>>>

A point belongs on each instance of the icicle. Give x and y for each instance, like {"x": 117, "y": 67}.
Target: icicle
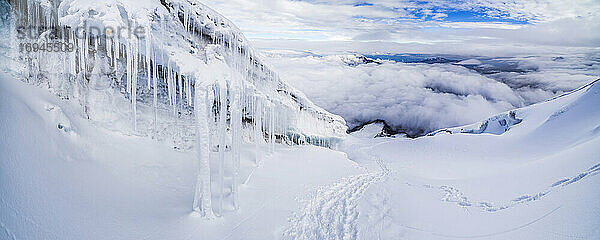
{"x": 236, "y": 135}
{"x": 222, "y": 131}
{"x": 134, "y": 77}
{"x": 202, "y": 196}
{"x": 272, "y": 127}
{"x": 168, "y": 79}
{"x": 155, "y": 91}
{"x": 147, "y": 56}
{"x": 180, "y": 86}
{"x": 258, "y": 138}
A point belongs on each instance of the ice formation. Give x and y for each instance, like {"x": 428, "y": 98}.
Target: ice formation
{"x": 190, "y": 68}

<<<

* [Problem details]
This task calls for the records to be copied exactly, without pictures.

* [Completed exercise]
A point belongs on each instance of the icicle. Give x and y for each instance, like {"x": 117, "y": 67}.
Target: icicle
{"x": 236, "y": 135}
{"x": 222, "y": 131}
{"x": 134, "y": 77}
{"x": 202, "y": 196}
{"x": 272, "y": 127}
{"x": 168, "y": 79}
{"x": 155, "y": 91}
{"x": 147, "y": 56}
{"x": 180, "y": 86}
{"x": 258, "y": 138}
A point belongs on each instance of the ice formation. Give x and y for each instance, like {"x": 428, "y": 98}.
Target: ice formation
{"x": 190, "y": 68}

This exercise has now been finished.